_Written instruction_
Reproduce every row below word for word, leaving out the pictures.

BEGIN Dataset rows

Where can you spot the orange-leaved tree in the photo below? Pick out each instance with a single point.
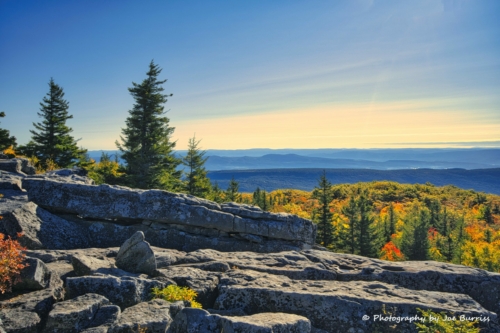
(11, 262)
(391, 252)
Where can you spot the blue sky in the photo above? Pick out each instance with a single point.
(274, 74)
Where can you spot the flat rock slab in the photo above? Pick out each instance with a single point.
(20, 320)
(122, 203)
(333, 305)
(136, 256)
(74, 315)
(266, 323)
(122, 291)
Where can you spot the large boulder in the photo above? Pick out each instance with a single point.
(153, 316)
(266, 323)
(136, 255)
(35, 276)
(122, 291)
(28, 312)
(334, 305)
(74, 315)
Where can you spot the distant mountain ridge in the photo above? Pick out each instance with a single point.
(485, 180)
(378, 159)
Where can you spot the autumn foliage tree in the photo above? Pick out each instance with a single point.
(11, 262)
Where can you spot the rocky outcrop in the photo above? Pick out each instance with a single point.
(184, 221)
(21, 166)
(249, 290)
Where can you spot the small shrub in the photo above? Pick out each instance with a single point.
(174, 293)
(443, 323)
(11, 262)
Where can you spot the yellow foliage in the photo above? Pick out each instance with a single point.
(445, 323)
(174, 293)
(10, 151)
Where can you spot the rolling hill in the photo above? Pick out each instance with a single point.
(486, 180)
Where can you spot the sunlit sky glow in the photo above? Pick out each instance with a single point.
(275, 74)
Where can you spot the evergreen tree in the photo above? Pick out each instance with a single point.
(323, 193)
(5, 139)
(232, 194)
(146, 141)
(351, 212)
(259, 198)
(460, 240)
(368, 236)
(415, 240)
(51, 141)
(389, 223)
(485, 213)
(196, 182)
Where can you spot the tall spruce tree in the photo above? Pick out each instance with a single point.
(231, 193)
(196, 181)
(351, 212)
(5, 139)
(323, 193)
(146, 140)
(51, 139)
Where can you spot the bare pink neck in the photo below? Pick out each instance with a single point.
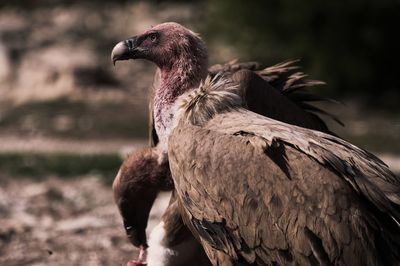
(182, 76)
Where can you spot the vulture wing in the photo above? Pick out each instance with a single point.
(266, 192)
(277, 92)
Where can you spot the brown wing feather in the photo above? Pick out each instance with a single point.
(271, 203)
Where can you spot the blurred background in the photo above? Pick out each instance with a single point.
(68, 117)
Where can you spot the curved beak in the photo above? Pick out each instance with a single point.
(125, 50)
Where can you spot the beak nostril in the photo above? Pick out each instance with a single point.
(129, 43)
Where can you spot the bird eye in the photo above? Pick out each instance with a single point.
(153, 37)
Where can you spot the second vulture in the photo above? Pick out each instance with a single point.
(255, 190)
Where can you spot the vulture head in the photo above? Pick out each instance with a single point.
(135, 188)
(165, 45)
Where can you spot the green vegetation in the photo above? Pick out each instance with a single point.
(41, 165)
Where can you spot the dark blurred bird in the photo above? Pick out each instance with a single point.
(182, 59)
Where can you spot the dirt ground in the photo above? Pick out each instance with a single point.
(63, 222)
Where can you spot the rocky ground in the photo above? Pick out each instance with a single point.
(63, 222)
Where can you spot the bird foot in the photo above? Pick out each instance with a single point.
(136, 263)
(141, 260)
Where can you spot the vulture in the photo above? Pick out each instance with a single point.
(253, 188)
(141, 177)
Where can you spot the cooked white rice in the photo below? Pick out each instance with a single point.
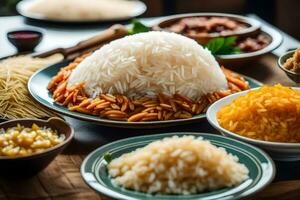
(148, 64)
(81, 10)
(177, 165)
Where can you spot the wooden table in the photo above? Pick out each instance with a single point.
(62, 180)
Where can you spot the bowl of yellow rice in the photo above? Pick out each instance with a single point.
(268, 117)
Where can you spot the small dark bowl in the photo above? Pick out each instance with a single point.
(292, 75)
(232, 60)
(33, 163)
(25, 40)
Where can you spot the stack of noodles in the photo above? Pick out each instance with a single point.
(145, 77)
(15, 101)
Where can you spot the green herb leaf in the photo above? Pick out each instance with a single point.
(107, 157)
(138, 27)
(223, 46)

END Dataset rows

_Solution to this task_
Where can you spot the orange-leaved tree in the photo below? Pick out each instance with a single point.
(11, 262)
(391, 252)
Where can you spot the blue sky in the photo above? Pick out each instance with a single point.
(274, 74)
Where can you spot the flat rock slab in the photo above? Pick out each instance with a single point.
(20, 320)
(122, 203)
(333, 305)
(136, 256)
(74, 315)
(266, 323)
(122, 291)
Where can you spot the large boulder in the photo above? Pick out each instance with a single point.
(153, 316)
(266, 323)
(136, 255)
(35, 276)
(122, 291)
(28, 312)
(334, 305)
(74, 315)
Where can you spot the distant mountain ridge in the photo above? Pick out each instance with a single point.
(485, 180)
(378, 159)
Where can you spot the autumn foliage tree in the photo above? Pick out each instance with a single point.
(11, 262)
Where can you spot the rocky outcrop in the photo above? Pick out each instance with a single point.
(184, 221)
(21, 166)
(249, 290)
Where can you spot the small shrub in the photo above? Pick out each instance with a single point.
(174, 293)
(443, 323)
(11, 262)
Where can you spot the yellow foliage in the photo above? Pick out each instance with a single point.
(445, 323)
(174, 293)
(10, 151)
Where can you spot the rolling hill in the photo above? Pick out each instance with a single point.
(486, 180)
Where can you spot the sunlit sky glow in the photo above? Pick out each instance with a single point.
(275, 74)
Where can you spot the evergreen tree in the photo above? Pick out each instance with a single point.
(323, 193)
(5, 139)
(232, 194)
(146, 141)
(351, 212)
(259, 198)
(460, 240)
(368, 236)
(415, 240)
(51, 141)
(389, 223)
(485, 213)
(196, 182)
Where can you spot the tall spruce tree in the photo above? Pick out each instance with a single point.
(231, 193)
(196, 181)
(351, 212)
(5, 139)
(323, 193)
(146, 140)
(51, 139)
Where can you spot the bare pink neck in the photo below? Pick out each instance with a single point.
(182, 76)
Where can you spot the vulture wing in the photo above? Pick out each instance with a single point.
(266, 192)
(277, 92)
Where can you spot the brown wing feather in the photo above? Pick out each instance with a single point.
(271, 203)
Where can you spot the blurred background in the photo above? Pick out each instance with a single point.
(68, 117)
Where can you spot the curved beak in the photo above? Pick out each instance with a single point.
(125, 50)
Where can you spot the beak nostril in the photo above? Pick out each instance with a single point.
(129, 43)
Where can you spot the bird eye in the photo above? Pick out each instance with a single point.
(153, 37)
Where can you spot the second vulture in the photo above? Pick out each instance with a single point.
(255, 190)
Where can you spot the vulture head in the photo above? Pick out each instance with a single point.
(135, 188)
(165, 45)
Where can you spot the green vegetation in the photo above? Pick out each instance with a single point.
(41, 165)
Where can you spot the dark blurred bird in the photo above? Pick out each instance with a single point.
(182, 59)
Where can you spot the dirt ground in the photo above? Pick out each instance with a single point.
(63, 222)
Where can you spot the rocky ground in the photo above? Pick out each instance with a single point.
(63, 222)
Where can you spot the bird foot in the photo above? Pick out each instance with a single point.
(136, 263)
(141, 260)
Where can you spot the vulture in the photo above? Pick out each instance with a single point.
(253, 188)
(141, 177)
Where can you spot the cooked white rice in the photo below? Pick out each instance with a single point.
(148, 64)
(81, 10)
(177, 165)
Where can you spot the wooden table in the photo above? Pick out each instance with a single point.
(62, 180)
Where can you spot the bowl of yellow rice in the photo above? Pick out each instance with a single point.
(268, 117)
Where can you spot the small dark bowl in the photo above? Pick out each instance with a single point.
(292, 75)
(232, 60)
(33, 163)
(25, 40)
Where can you spot the stack of noodles in the photo above? Pick out each instance with a single point.
(145, 77)
(15, 101)
Where can you spot the green herb leaf in the photo above? Pick out each instance with a single point.
(107, 157)
(138, 27)
(223, 46)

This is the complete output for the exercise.